**Task directions**: Please recast every line of the rows below as a JSON list of strings, one string per line, skipping any blank lines.

**Record list**:
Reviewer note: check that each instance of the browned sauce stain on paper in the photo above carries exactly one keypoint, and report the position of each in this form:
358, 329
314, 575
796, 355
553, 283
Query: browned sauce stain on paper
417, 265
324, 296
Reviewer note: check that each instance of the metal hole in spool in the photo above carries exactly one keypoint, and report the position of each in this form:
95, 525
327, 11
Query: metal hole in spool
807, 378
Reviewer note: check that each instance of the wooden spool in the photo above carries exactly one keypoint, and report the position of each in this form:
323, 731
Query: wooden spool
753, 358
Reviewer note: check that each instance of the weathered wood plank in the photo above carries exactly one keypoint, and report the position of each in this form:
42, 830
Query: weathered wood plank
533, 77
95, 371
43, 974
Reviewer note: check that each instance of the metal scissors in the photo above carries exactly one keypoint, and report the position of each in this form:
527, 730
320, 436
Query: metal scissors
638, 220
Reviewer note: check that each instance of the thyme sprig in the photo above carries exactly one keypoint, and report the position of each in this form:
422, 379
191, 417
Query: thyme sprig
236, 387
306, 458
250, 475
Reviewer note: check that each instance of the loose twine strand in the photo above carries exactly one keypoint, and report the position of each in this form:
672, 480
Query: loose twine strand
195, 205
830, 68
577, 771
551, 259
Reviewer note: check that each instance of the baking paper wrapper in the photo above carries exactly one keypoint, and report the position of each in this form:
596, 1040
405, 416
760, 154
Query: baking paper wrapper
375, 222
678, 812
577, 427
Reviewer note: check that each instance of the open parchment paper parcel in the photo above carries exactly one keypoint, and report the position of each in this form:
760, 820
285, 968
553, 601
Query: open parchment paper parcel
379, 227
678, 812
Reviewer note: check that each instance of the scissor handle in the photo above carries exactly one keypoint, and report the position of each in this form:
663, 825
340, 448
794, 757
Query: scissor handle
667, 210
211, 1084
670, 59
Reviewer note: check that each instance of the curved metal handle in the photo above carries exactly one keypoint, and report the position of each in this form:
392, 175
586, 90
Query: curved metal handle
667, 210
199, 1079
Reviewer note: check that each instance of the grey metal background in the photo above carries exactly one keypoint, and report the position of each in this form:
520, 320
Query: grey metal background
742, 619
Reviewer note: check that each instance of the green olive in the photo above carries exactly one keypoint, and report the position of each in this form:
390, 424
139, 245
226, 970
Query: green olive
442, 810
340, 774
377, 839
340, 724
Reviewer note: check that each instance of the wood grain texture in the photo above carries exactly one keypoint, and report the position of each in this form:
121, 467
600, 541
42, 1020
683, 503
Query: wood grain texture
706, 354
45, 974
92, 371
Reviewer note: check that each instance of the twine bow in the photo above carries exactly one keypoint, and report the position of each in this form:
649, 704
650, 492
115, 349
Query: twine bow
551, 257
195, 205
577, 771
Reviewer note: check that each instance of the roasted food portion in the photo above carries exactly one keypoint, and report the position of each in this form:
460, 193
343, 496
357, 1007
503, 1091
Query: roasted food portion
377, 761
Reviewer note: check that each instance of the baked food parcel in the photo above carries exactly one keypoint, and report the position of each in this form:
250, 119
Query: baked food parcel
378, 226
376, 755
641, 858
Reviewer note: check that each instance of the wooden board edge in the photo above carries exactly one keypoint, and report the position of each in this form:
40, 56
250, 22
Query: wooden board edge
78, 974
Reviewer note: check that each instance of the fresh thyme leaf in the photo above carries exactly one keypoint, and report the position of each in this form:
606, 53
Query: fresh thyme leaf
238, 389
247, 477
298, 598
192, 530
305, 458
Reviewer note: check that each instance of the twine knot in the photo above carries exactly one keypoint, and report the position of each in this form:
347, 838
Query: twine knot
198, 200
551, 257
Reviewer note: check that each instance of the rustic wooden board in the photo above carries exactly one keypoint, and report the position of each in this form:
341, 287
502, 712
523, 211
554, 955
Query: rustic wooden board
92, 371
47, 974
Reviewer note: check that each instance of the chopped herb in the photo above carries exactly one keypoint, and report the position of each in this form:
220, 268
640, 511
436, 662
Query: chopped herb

**Expected output**:
[
  "Reviewer note: check that each instance of the browned sauce stain on paper in the photo above carries exactly one keypoint, and report the position of each in this form:",
  "358, 329",
  "314, 575",
  "796, 355",
  "553, 283",
  "Query: browned sauce stain on paper",
  "417, 265",
  "324, 296",
  "Reviewer note: check that each instance of the metal hole in spool in the photo above carries exactly one keypoint, and report the position of each in this form:",
  "95, 525",
  "327, 11",
  "Query: metal hole in spool",
  "807, 378",
  "Reviewer note: check that each instance of the wooden spool in the photo above carries exactly one keypoint, and report the position of each in this form:",
  "323, 731",
  "Query: wooden spool",
  "753, 358",
  "Reviewer note: check that each instance of the weathered wood plank in the photo above carries exactly one keypoint, and report the position of each in this form:",
  "42, 830",
  "Query: weathered wood plank",
  "533, 77",
  "95, 371",
  "43, 974",
  "Reviewer note: check that each instance of the metal scissors in the photo above carries exactly one keypoint, and report the position of each in this form:",
  "527, 730",
  "320, 436",
  "Query: metal scissors",
  "638, 220",
  "Reviewer note: check that each instance of the thyme sprig in the photo above carries exactly one keypoint, and report the position of each in this form:",
  "422, 379",
  "191, 417",
  "Query: thyme sprig",
  "236, 387",
  "306, 458",
  "250, 475",
  "Reviewer note: check that each instance of the loose twine strand in the photo above carries exactly one keypoint, and report the position of each in this form:",
  "672, 480",
  "Query: loose twine strand",
  "195, 205",
  "830, 68",
  "577, 771",
  "551, 259",
  "Reviewer note: check that each instance of the baking paper wrapper in the photo above carries exactly one keypoint, and report the position of each in this form:",
  "596, 1040",
  "405, 416",
  "760, 154",
  "Query: baking paper wrapper",
  "375, 222",
  "678, 812",
  "577, 427",
  "Reviewer note: check that each instance of the open parchment paper parcel in the photo above carries exactly one keypoint, and report the position of each in this form:",
  "760, 820",
  "285, 968",
  "553, 601",
  "Query: open parchment paper parcel",
  "379, 227",
  "678, 812",
  "Reviewer note: check that each instance of the scissor handle in the photo above carries exactly one keypoint, and report the position of each in this form:",
  "663, 825",
  "340, 448",
  "794, 757",
  "Query: scissor handle",
  "667, 210",
  "211, 1084",
  "670, 59",
  "Reviewer note: check that each instance of the curved metal handle in the photo above carries exactly one keypoint, and report the position of each in this form:",
  "392, 175",
  "586, 90",
  "Query: curved metal handle",
  "667, 210",
  "199, 1079",
  "Reviewer note: check that each instance of the grey metal background in the photo above carries exactly one keypoint, and report the position of each in this form:",
  "520, 320",
  "Query: grey metal background",
  "742, 619",
  "Reviewer note: check that each instance of the green olive in the photo above carries exactly one keypoint, and report the position of each in this form:",
  "390, 424",
  "139, 245",
  "226, 970",
  "Query: green olive",
  "442, 810",
  "340, 774",
  "377, 839",
  "340, 724",
  "Reviewer note: check that each instance of the wood grain texture in the photo above carries exactly one keypoint, and report the position of each in this form:",
  "121, 467",
  "600, 541",
  "42, 1020",
  "683, 503",
  "Query: wood grain texture",
  "706, 354",
  "45, 974",
  "92, 371",
  "Reviewer note: check that each instance of the twine bow in the photo above carries exactly one keypoint, and report the position of each in this form:",
  "649, 704",
  "650, 492",
  "115, 349",
  "Query: twine bow",
  "551, 257",
  "195, 205",
  "577, 771",
  "Reviewer note: check that each instance of the roasted food portion in the photo above carries exactly one keypoint, and report the position of each in this form:",
  "460, 193",
  "343, 496",
  "357, 1007",
  "503, 1091",
  "Query: roasted food portion",
  "377, 761",
  "Reviewer note: check that each instance of the baked food parcel in the photo above carries exactly one keypoint, and report the position of each in this form:",
  "250, 119",
  "Query: baked food parcel",
  "378, 226",
  "376, 755",
  "641, 858",
  "Reviewer note: check that each instance of the wooden board edge in the photo above carries exactly one keypoint, and report the position of each in this form:",
  "40, 56",
  "250, 22",
  "Query: wooden board edge",
  "78, 974",
  "Reviewer note: check that each instance of the fresh thyme leaf in the photo above carries exactly one keypoint, and report the position of each in this form:",
  "606, 53",
  "Query: fresh thyme leaf",
  "238, 389",
  "247, 477",
  "298, 598",
  "192, 530",
  "305, 458",
  "Reviewer note: check that each instance of the twine knot in the photo above carries exactly one keypoint, and report the position of each in this form:",
  "347, 838",
  "Query: twine knot",
  "198, 200",
  "551, 257",
  "Reviewer note: check that each instance of the rustic wooden board in the photo above carries exactly one keypoint, and report the position of each in this form:",
  "341, 287",
  "502, 712",
  "523, 211",
  "554, 955",
  "Query: rustic wooden board",
  "92, 371",
  "47, 974",
  "Reviewer note: check that each instance of the chopped herb in the photo above carries exactly one keypoint, and report the position of each in this form:",
  "220, 268",
  "640, 511",
  "436, 662",
  "Query: chopped herb"
]